Supplied entries
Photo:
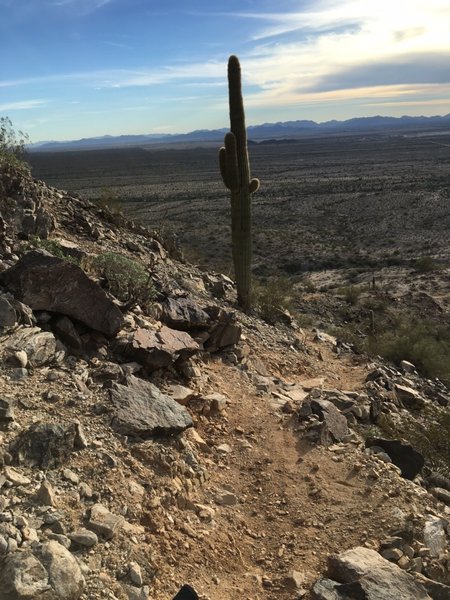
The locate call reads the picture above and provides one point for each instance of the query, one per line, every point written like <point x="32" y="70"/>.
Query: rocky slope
<point x="144" y="446"/>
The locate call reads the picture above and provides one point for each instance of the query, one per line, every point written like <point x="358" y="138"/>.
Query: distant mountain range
<point x="256" y="133"/>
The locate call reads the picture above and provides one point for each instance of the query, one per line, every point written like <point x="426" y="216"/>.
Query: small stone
<point x="392" y="554"/>
<point x="46" y="495"/>
<point x="71" y="476"/>
<point x="15" y="477"/>
<point x="84" y="537"/>
<point x="226" y="499"/>
<point x="135" y="574"/>
<point x="21" y="358"/>
<point x="104" y="522"/>
<point x="224" y="449"/>
<point x="85" y="490"/>
<point x="294" y="580"/>
<point x="404" y="562"/>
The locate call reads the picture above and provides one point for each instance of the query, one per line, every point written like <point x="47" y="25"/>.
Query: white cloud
<point x="22" y="105"/>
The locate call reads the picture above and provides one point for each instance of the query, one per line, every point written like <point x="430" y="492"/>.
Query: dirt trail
<point x="296" y="503"/>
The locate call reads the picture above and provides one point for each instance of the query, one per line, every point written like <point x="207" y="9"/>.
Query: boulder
<point x="50" y="572"/>
<point x="45" y="282"/>
<point x="333" y="423"/>
<point x="434" y="535"/>
<point x="184" y="314"/>
<point x="224" y="333"/>
<point x="408" y="460"/>
<point x="47" y="445"/>
<point x="362" y="574"/>
<point x="143" y="411"/>
<point x="103" y="522"/>
<point x="409" y="397"/>
<point x="64" y="573"/>
<point x="8" y="316"/>
<point x="40" y="347"/>
<point x="158" y="348"/>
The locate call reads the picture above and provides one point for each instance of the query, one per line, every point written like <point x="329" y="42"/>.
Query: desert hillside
<point x="152" y="435"/>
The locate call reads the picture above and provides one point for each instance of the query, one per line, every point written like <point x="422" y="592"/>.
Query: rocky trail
<point x="147" y="446"/>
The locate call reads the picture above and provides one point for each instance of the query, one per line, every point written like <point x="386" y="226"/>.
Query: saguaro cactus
<point x="235" y="171"/>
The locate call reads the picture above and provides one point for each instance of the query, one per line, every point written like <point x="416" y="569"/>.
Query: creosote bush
<point x="109" y="200"/>
<point x="271" y="297"/>
<point x="124" y="277"/>
<point x="52" y="246"/>
<point x="12" y="147"/>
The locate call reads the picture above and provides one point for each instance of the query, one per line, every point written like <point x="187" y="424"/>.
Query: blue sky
<point x="83" y="68"/>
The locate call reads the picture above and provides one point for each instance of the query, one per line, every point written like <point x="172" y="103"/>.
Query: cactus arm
<point x="254" y="185"/>
<point x="235" y="171"/>
<point x="229" y="163"/>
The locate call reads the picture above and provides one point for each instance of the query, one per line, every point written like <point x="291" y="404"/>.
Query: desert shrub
<point x="52" y="246"/>
<point x="424" y="343"/>
<point x="351" y="294"/>
<point x="271" y="297"/>
<point x="108" y="200"/>
<point x="126" y="279"/>
<point x="426" y="264"/>
<point x="12" y="147"/>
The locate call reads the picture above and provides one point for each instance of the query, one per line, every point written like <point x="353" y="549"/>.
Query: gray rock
<point x="441" y="494"/>
<point x="66" y="331"/>
<point x="47" y="445"/>
<point x="64" y="573"/>
<point x="84" y="537"/>
<point x="404" y="456"/>
<point x="365" y="575"/>
<point x="23" y="577"/>
<point x="8" y="316"/>
<point x="39" y="346"/>
<point x="224" y="333"/>
<point x="47" y="283"/>
<point x="434" y="535"/>
<point x="333" y="423"/>
<point x="435" y="589"/>
<point x="158" y="348"/>
<point x="104" y="522"/>
<point x="7" y="407"/>
<point x="409" y="396"/>
<point x="142" y="410"/>
<point x="184" y="314"/>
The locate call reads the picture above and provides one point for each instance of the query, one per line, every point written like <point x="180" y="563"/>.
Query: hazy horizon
<point x="89" y="68"/>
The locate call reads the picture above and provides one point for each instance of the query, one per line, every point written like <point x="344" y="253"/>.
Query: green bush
<point x="52" y="246"/>
<point x="426" y="264"/>
<point x="125" y="278"/>
<point x="12" y="146"/>
<point x="425" y="344"/>
<point x="271" y="297"/>
<point x="351" y="294"/>
<point x="108" y="200"/>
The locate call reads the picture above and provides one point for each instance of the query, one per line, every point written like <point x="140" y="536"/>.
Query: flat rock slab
<point x="142" y="410"/>
<point x="159" y="348"/>
<point x="408" y="460"/>
<point x="50" y="572"/>
<point x="409" y="396"/>
<point x="39" y="346"/>
<point x="47" y="445"/>
<point x="184" y="314"/>
<point x="104" y="522"/>
<point x="334" y="424"/>
<point x="45" y="282"/>
<point x="362" y="574"/>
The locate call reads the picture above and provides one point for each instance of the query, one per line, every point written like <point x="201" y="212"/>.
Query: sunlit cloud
<point x="22" y="105"/>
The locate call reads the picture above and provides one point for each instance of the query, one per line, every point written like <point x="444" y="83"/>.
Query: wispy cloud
<point x="23" y="105"/>
<point x="82" y="7"/>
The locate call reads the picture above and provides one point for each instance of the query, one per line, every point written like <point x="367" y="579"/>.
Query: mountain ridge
<point x="294" y="129"/>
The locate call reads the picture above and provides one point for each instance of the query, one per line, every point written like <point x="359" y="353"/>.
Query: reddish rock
<point x="45" y="282"/>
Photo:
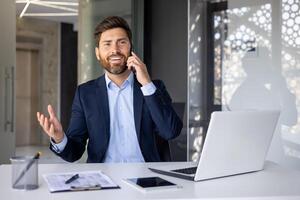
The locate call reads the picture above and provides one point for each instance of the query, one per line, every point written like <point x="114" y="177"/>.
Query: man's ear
<point x="97" y="53"/>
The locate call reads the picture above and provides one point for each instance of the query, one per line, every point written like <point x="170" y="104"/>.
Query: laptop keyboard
<point x="190" y="170"/>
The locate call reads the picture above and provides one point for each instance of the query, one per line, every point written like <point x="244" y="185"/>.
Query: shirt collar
<point x="129" y="81"/>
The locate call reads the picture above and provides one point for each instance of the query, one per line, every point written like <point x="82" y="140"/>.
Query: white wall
<point x="269" y="77"/>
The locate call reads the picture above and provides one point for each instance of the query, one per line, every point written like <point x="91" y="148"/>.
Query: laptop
<point x="237" y="142"/>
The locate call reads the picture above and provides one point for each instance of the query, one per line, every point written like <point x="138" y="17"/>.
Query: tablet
<point x="150" y="183"/>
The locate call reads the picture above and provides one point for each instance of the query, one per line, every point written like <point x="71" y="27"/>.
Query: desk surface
<point x="274" y="182"/>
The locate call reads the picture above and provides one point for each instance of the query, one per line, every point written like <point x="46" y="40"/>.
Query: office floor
<point x="47" y="156"/>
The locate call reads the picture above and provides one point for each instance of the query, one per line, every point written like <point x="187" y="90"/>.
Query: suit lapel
<point x="102" y="102"/>
<point x="137" y="107"/>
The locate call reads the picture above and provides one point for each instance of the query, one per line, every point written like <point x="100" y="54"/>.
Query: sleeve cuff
<point x="148" y="89"/>
<point x="59" y="147"/>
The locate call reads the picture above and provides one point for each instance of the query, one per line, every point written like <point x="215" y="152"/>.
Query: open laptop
<point x="237" y="142"/>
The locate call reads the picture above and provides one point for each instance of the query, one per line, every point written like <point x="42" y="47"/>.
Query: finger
<point x="46" y="125"/>
<point x="51" y="130"/>
<point x="41" y="120"/>
<point x="51" y="112"/>
<point x="136" y="57"/>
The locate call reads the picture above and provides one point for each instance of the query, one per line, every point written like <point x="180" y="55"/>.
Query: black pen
<point x="30" y="163"/>
<point x="73" y="178"/>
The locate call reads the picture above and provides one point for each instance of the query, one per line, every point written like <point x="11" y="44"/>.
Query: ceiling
<point x="55" y="10"/>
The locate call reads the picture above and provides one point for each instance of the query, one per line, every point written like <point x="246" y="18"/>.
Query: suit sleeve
<point x="167" y="122"/>
<point x="77" y="132"/>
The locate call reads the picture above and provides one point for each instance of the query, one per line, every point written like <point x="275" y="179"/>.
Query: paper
<point x="87" y="180"/>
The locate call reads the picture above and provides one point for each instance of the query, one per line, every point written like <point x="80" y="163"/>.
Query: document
<point x="86" y="180"/>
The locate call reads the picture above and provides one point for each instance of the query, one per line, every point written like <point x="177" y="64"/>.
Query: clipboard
<point x="88" y="180"/>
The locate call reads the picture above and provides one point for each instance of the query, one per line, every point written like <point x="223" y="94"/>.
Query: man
<point x="121" y="113"/>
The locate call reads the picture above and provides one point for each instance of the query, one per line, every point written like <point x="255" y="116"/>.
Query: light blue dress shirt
<point x="123" y="144"/>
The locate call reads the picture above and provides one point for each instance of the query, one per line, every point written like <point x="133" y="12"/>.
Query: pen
<point x="30" y="163"/>
<point x="81" y="188"/>
<point x="73" y="178"/>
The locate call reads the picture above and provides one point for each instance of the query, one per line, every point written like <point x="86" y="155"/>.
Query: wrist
<point x="57" y="139"/>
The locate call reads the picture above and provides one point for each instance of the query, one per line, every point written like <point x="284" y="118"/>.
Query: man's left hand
<point x="135" y="63"/>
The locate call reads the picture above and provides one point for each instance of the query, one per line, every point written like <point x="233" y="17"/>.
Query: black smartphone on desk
<point x="150" y="183"/>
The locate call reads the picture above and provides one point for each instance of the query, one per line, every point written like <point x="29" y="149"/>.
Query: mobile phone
<point x="150" y="183"/>
<point x="132" y="68"/>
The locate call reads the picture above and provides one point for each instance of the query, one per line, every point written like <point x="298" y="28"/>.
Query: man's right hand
<point x="51" y="125"/>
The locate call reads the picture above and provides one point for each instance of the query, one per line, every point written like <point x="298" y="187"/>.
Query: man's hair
<point x="110" y="23"/>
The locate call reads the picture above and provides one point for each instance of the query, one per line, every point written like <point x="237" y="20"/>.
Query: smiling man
<point x="121" y="113"/>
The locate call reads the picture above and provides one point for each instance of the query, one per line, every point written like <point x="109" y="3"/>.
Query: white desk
<point x="272" y="183"/>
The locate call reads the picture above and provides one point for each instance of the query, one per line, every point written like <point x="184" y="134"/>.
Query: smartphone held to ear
<point x="132" y="67"/>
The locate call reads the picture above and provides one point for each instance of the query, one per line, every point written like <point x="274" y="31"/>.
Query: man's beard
<point x="114" y="69"/>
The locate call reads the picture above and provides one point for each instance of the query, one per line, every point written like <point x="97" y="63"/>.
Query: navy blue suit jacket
<point x="90" y="121"/>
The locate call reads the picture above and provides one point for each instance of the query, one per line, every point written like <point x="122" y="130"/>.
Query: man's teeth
<point x="115" y="58"/>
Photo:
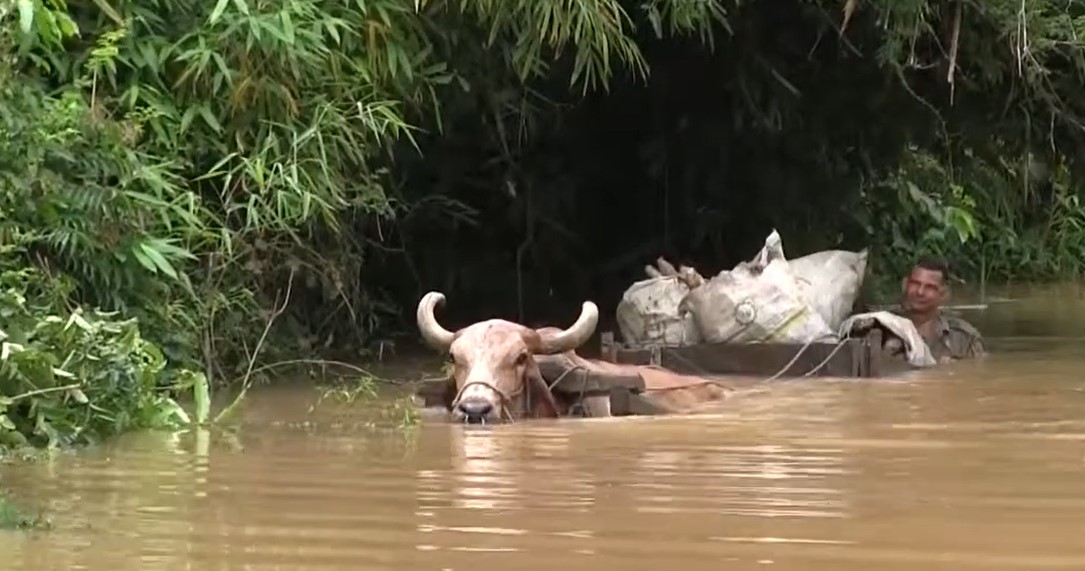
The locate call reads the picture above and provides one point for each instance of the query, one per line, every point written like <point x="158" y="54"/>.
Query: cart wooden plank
<point x="857" y="357"/>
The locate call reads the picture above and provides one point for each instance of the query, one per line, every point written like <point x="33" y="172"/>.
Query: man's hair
<point x="934" y="265"/>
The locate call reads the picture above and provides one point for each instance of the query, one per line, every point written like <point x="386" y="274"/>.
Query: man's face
<point x="923" y="291"/>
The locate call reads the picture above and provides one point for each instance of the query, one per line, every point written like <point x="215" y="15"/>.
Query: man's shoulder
<point x="959" y="325"/>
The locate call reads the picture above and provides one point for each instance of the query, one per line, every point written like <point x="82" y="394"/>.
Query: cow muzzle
<point x="475" y="410"/>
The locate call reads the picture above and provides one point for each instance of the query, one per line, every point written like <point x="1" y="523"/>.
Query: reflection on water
<point x="975" y="466"/>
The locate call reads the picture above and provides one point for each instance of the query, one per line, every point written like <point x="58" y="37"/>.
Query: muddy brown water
<point x="973" y="466"/>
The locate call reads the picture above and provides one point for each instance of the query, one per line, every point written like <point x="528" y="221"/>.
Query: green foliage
<point x="72" y="378"/>
<point x="252" y="179"/>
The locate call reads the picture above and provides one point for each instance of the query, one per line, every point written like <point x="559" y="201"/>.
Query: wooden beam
<point x="751" y="359"/>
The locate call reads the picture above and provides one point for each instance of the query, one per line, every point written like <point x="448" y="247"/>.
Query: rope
<point x="779" y="373"/>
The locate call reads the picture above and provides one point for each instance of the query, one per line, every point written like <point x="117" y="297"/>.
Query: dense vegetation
<point x="187" y="187"/>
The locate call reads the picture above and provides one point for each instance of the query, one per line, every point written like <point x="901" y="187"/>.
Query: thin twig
<point x="40" y="392"/>
<point x="954" y="45"/>
<point x="355" y="368"/>
<point x="247" y="379"/>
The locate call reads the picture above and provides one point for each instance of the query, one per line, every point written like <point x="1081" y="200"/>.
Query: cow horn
<point x="435" y="335"/>
<point x="575" y="335"/>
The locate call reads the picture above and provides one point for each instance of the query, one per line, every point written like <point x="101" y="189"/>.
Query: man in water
<point x="924" y="291"/>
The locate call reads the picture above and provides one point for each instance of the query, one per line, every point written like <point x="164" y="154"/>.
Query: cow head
<point x="494" y="370"/>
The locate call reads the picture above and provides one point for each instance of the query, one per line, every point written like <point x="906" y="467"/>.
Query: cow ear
<point x="543" y="402"/>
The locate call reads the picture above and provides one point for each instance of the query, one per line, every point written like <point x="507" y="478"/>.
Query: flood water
<point x="973" y="466"/>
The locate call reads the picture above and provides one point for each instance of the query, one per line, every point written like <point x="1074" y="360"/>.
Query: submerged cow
<point x="496" y="372"/>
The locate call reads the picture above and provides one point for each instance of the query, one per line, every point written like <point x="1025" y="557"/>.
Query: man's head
<point x="494" y="365"/>
<point x="926" y="288"/>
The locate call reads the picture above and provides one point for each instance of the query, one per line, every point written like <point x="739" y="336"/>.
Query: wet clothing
<point x="952" y="337"/>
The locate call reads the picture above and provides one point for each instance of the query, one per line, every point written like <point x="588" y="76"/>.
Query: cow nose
<point x="475" y="409"/>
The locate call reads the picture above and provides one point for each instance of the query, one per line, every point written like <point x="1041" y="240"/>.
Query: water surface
<point x="978" y="466"/>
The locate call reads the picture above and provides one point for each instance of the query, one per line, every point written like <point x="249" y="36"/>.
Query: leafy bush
<point x="73" y="377"/>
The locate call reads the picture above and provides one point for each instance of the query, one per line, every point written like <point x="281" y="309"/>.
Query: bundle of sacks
<point x="767" y="300"/>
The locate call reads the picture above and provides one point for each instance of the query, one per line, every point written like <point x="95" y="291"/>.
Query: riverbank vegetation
<point x="190" y="187"/>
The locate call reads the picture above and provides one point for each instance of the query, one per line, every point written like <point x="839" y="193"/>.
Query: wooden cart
<point x="856" y="358"/>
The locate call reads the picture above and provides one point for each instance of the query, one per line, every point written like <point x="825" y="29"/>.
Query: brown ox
<point x="496" y="367"/>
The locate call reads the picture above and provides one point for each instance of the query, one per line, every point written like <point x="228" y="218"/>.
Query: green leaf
<point x="217" y="12"/>
<point x="157" y="259"/>
<point x="26" y="15"/>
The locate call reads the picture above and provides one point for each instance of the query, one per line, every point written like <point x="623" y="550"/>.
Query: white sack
<point x="757" y="302"/>
<point x="648" y="314"/>
<point x="830" y="281"/>
<point x="916" y="350"/>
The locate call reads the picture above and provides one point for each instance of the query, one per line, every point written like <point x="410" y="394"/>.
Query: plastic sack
<point x="906" y="338"/>
<point x="757" y="302"/>
<point x="830" y="281"/>
<point x="648" y="314"/>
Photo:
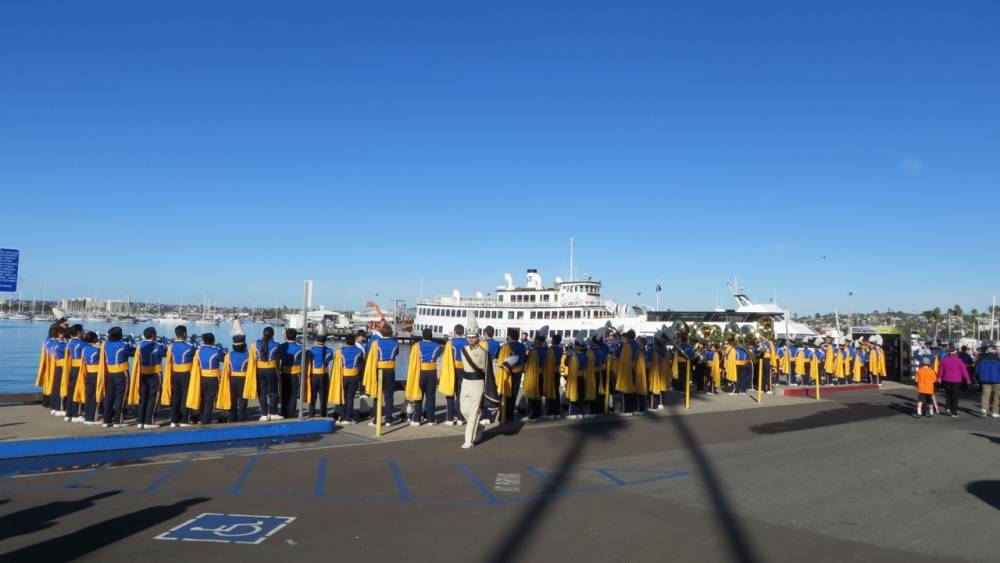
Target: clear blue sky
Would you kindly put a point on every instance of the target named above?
(172, 148)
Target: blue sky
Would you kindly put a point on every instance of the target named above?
(171, 149)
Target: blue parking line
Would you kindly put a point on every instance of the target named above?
(490, 497)
(320, 489)
(238, 484)
(397, 475)
(608, 474)
(167, 474)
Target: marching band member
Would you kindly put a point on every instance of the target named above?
(177, 378)
(829, 361)
(88, 386)
(144, 383)
(382, 357)
(509, 380)
(290, 360)
(58, 367)
(235, 369)
(551, 378)
(75, 349)
(44, 363)
(318, 380)
(208, 389)
(534, 367)
(491, 397)
(625, 373)
(115, 353)
(602, 370)
(262, 375)
(475, 370)
(423, 373)
(346, 380)
(576, 379)
(450, 382)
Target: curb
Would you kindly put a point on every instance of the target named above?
(158, 439)
(811, 391)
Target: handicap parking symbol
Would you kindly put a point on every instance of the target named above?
(227, 528)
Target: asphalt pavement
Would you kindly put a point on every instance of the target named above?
(854, 478)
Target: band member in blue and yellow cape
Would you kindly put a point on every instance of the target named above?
(235, 371)
(625, 373)
(177, 378)
(317, 380)
(208, 389)
(450, 378)
(422, 378)
(144, 383)
(382, 358)
(262, 375)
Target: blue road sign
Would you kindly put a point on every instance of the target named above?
(227, 528)
(9, 258)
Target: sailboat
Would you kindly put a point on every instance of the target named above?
(206, 318)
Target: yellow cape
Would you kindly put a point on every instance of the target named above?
(413, 392)
(371, 369)
(43, 368)
(250, 386)
(501, 376)
(446, 378)
(550, 384)
(625, 370)
(532, 377)
(67, 363)
(132, 398)
(335, 395)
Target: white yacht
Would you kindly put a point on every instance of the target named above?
(567, 307)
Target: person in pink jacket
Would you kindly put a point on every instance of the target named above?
(951, 374)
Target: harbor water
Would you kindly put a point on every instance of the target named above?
(21, 341)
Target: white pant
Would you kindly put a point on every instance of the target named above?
(470, 402)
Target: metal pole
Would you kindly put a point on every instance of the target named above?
(306, 303)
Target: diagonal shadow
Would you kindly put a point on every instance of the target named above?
(102, 534)
(987, 491)
(736, 537)
(992, 439)
(520, 534)
(36, 518)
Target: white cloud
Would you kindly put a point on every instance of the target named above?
(911, 166)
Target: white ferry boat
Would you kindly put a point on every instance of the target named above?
(569, 307)
(566, 307)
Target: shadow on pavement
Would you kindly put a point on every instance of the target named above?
(96, 536)
(36, 518)
(527, 525)
(737, 539)
(993, 439)
(987, 491)
(851, 412)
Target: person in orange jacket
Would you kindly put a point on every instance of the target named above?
(925, 388)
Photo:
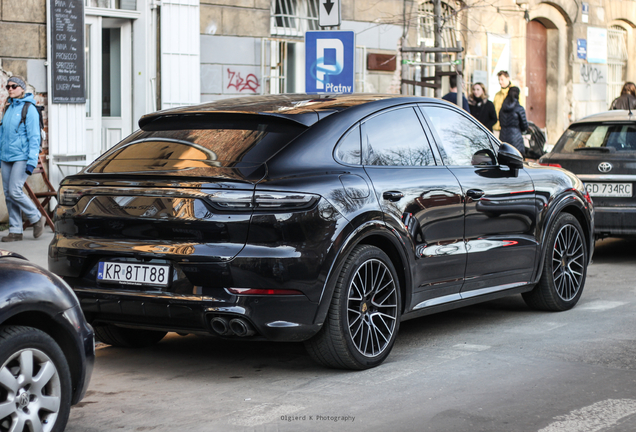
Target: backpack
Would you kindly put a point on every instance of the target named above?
(25, 110)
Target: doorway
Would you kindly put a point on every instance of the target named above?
(109, 82)
(536, 72)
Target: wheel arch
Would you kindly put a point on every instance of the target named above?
(62, 336)
(577, 208)
(374, 233)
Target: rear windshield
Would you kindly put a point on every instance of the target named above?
(592, 136)
(216, 143)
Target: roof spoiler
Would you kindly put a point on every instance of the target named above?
(305, 119)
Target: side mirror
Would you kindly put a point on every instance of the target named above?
(509, 156)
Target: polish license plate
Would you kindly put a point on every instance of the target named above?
(133, 274)
(618, 190)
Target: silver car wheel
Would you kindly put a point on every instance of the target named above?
(372, 308)
(30, 392)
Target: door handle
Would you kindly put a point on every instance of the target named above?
(392, 196)
(475, 193)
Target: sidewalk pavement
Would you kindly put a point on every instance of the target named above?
(35, 250)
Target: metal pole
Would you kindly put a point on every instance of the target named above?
(460, 83)
(405, 70)
(437, 10)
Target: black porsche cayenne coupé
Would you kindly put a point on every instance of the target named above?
(327, 220)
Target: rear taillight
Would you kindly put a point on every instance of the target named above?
(70, 195)
(262, 200)
(231, 200)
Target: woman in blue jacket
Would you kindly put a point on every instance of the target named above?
(19, 150)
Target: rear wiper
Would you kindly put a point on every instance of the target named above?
(601, 149)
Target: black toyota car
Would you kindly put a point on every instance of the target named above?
(327, 220)
(601, 150)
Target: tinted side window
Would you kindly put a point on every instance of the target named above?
(348, 149)
(459, 138)
(395, 138)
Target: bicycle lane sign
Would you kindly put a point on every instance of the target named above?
(329, 61)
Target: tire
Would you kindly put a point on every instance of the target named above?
(35, 381)
(564, 268)
(364, 314)
(127, 337)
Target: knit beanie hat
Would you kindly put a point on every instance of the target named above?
(19, 81)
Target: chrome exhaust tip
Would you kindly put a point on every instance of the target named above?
(220, 326)
(241, 328)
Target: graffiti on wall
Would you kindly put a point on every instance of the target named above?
(241, 80)
(593, 74)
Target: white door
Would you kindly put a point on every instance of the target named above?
(109, 82)
(93, 61)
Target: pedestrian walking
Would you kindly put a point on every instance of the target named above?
(480, 107)
(512, 118)
(451, 96)
(500, 96)
(19, 149)
(627, 99)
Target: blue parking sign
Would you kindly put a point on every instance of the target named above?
(329, 61)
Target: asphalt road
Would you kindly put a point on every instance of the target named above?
(493, 367)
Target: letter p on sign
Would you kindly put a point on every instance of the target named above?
(329, 61)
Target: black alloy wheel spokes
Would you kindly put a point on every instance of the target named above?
(568, 263)
(372, 308)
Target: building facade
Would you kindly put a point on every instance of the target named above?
(136, 56)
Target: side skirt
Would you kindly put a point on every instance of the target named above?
(451, 302)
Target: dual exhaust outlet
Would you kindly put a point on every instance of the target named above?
(228, 327)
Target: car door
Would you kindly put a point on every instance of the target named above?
(421, 201)
(500, 215)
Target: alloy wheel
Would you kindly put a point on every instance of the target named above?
(30, 392)
(568, 262)
(372, 308)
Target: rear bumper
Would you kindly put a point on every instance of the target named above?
(276, 318)
(615, 221)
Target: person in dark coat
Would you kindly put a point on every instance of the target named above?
(481, 108)
(627, 99)
(512, 119)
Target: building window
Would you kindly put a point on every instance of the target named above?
(616, 61)
(426, 37)
(294, 17)
(426, 25)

Stated goal
Give back exactly the lines running from the line containing "Target: alloy wheel" through the end of the material above, both included, and nothing beyond them.

Written response
Target: alloy wheel
Would you kindly put a point on every instance of the target named above?
(30, 392)
(568, 262)
(372, 308)
Target: rear bumper
Would you kindly put a point on every instance of the target named above?
(276, 318)
(615, 221)
Target: person in dark coat
Would you kindly put a point on every instance of the target named above?
(481, 108)
(627, 99)
(512, 119)
Target: building window
Would you kindly put a point on every instance of the target named above?
(616, 61)
(426, 37)
(294, 17)
(426, 25)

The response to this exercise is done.